- **WRITTEN TASK**
Can you rewrite the rows from the line holding "If you would be willing to indicate the crowd" through the end of the rows, inclusive, swapping "pixel coordinates" for "pixel positions" and changing nothing else?

——

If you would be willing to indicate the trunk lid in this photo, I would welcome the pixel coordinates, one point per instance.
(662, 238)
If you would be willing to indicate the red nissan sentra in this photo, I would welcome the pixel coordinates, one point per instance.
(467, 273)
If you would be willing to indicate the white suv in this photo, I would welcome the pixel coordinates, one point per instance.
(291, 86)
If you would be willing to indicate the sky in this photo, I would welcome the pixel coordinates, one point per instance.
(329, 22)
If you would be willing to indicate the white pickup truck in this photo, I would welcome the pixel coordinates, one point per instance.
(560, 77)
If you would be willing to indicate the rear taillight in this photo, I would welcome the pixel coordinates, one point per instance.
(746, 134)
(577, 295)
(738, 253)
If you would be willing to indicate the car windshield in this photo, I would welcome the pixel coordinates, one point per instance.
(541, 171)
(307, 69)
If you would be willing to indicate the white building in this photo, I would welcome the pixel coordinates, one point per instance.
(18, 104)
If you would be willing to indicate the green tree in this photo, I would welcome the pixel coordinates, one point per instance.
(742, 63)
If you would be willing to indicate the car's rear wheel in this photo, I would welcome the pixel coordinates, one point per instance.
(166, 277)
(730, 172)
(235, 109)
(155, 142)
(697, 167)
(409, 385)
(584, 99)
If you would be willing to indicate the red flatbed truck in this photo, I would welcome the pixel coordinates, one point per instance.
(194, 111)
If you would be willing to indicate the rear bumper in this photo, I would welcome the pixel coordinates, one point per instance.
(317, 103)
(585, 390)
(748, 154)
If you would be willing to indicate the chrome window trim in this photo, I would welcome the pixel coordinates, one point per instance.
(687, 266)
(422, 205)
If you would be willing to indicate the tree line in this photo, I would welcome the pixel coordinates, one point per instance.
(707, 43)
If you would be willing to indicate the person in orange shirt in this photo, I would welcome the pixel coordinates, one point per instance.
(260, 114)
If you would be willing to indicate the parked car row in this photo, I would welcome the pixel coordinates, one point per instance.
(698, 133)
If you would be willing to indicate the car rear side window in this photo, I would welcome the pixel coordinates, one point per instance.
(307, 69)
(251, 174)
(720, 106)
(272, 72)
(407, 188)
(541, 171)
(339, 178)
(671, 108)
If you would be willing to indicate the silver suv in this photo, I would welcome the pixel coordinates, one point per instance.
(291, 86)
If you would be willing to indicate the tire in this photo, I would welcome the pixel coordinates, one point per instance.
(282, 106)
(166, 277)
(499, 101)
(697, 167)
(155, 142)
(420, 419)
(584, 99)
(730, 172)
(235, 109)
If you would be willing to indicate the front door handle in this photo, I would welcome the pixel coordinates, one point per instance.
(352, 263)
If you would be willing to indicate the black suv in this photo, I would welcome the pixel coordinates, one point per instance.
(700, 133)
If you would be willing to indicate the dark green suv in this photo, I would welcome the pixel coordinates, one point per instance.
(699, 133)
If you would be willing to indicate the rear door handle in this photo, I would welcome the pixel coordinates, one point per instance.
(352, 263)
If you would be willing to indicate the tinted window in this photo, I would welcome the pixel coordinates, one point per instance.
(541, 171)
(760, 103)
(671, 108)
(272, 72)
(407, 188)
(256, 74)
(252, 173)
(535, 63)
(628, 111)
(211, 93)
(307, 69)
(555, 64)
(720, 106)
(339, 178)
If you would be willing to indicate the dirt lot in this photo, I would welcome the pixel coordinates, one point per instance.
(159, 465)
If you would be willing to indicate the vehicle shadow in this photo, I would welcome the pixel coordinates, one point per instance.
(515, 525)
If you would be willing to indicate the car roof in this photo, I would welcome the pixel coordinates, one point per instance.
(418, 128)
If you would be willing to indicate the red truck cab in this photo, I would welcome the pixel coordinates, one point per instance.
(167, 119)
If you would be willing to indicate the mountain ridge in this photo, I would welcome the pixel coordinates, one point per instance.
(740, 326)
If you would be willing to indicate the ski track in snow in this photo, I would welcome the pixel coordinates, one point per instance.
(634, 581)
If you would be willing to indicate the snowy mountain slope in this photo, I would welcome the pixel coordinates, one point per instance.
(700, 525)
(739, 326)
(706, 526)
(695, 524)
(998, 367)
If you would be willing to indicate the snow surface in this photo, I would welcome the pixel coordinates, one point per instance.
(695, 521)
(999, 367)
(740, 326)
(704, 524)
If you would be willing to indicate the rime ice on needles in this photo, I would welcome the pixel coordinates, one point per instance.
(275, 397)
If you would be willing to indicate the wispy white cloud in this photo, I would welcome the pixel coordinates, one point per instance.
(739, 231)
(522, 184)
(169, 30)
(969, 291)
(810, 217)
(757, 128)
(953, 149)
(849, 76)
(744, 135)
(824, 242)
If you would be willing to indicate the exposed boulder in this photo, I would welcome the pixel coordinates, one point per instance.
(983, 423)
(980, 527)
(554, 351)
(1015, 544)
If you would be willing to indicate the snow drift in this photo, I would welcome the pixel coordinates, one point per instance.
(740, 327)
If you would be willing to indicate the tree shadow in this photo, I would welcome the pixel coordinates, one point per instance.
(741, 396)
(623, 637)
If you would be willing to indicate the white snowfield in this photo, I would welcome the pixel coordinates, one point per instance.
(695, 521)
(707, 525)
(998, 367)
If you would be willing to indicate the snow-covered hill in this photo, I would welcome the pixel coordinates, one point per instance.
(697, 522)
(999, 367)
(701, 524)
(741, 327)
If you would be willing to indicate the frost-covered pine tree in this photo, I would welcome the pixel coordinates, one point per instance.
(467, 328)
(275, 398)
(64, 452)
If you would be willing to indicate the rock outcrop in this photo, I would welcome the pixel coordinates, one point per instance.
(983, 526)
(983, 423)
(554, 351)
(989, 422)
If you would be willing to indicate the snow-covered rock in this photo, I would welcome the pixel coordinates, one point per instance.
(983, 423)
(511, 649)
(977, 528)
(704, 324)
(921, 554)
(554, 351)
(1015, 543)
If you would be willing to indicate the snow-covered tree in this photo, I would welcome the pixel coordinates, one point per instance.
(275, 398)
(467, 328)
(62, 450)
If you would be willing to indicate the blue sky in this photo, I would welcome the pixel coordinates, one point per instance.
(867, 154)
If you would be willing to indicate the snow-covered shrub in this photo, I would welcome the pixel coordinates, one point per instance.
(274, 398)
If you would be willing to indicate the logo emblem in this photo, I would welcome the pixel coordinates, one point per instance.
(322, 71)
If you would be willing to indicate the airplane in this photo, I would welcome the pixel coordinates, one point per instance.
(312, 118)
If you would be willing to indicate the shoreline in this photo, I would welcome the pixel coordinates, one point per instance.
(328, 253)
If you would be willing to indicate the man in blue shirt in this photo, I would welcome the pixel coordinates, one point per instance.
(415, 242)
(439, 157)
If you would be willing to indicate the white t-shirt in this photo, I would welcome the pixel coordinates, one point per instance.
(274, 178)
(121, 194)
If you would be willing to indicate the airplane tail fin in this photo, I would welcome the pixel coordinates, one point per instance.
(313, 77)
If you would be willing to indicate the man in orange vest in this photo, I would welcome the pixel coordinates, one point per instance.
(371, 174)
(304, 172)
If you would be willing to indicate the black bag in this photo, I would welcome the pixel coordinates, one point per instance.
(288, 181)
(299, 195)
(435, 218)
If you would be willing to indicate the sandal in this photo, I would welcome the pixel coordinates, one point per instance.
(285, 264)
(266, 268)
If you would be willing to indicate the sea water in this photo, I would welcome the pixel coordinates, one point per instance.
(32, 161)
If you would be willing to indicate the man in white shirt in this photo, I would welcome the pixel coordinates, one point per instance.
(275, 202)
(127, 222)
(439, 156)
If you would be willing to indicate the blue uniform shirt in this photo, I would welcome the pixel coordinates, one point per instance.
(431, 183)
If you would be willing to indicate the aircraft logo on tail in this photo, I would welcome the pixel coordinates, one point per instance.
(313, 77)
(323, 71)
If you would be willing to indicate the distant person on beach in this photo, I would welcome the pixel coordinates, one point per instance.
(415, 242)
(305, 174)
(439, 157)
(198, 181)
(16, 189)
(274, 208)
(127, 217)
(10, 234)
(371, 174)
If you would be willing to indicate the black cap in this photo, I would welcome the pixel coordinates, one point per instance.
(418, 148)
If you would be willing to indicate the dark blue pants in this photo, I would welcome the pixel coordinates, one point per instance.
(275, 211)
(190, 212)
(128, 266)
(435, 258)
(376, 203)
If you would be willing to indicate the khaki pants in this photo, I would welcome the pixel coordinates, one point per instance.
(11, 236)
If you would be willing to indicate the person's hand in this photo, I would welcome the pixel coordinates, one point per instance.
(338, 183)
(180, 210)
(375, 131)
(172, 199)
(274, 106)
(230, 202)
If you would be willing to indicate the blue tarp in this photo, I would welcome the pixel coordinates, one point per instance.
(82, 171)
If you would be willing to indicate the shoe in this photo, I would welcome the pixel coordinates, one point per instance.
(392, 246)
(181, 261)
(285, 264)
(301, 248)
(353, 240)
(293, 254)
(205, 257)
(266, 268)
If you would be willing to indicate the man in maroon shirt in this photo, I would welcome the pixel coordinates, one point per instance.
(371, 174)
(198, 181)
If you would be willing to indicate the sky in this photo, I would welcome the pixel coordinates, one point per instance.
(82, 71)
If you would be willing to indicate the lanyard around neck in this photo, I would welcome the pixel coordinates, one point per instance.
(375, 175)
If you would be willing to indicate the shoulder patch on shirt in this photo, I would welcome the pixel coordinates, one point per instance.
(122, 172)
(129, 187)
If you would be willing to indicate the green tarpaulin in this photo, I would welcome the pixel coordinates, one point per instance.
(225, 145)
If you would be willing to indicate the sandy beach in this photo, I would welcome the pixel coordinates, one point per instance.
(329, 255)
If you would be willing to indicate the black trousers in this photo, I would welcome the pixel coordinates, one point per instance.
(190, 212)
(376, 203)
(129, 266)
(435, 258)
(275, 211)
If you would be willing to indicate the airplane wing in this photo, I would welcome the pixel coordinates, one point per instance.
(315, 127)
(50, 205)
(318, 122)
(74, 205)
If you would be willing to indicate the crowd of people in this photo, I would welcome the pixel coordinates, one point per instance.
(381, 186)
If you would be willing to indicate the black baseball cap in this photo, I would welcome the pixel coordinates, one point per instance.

——

- **RESPONSE TO THE TASK**
If you would be willing to indicate the crowd of people in this photo, I would welcome the pixel positions, one point per instance.
(381, 186)
If you would be willing to indicate the black baseball cap in this photo, I would welcome the pixel positions, one point per instance.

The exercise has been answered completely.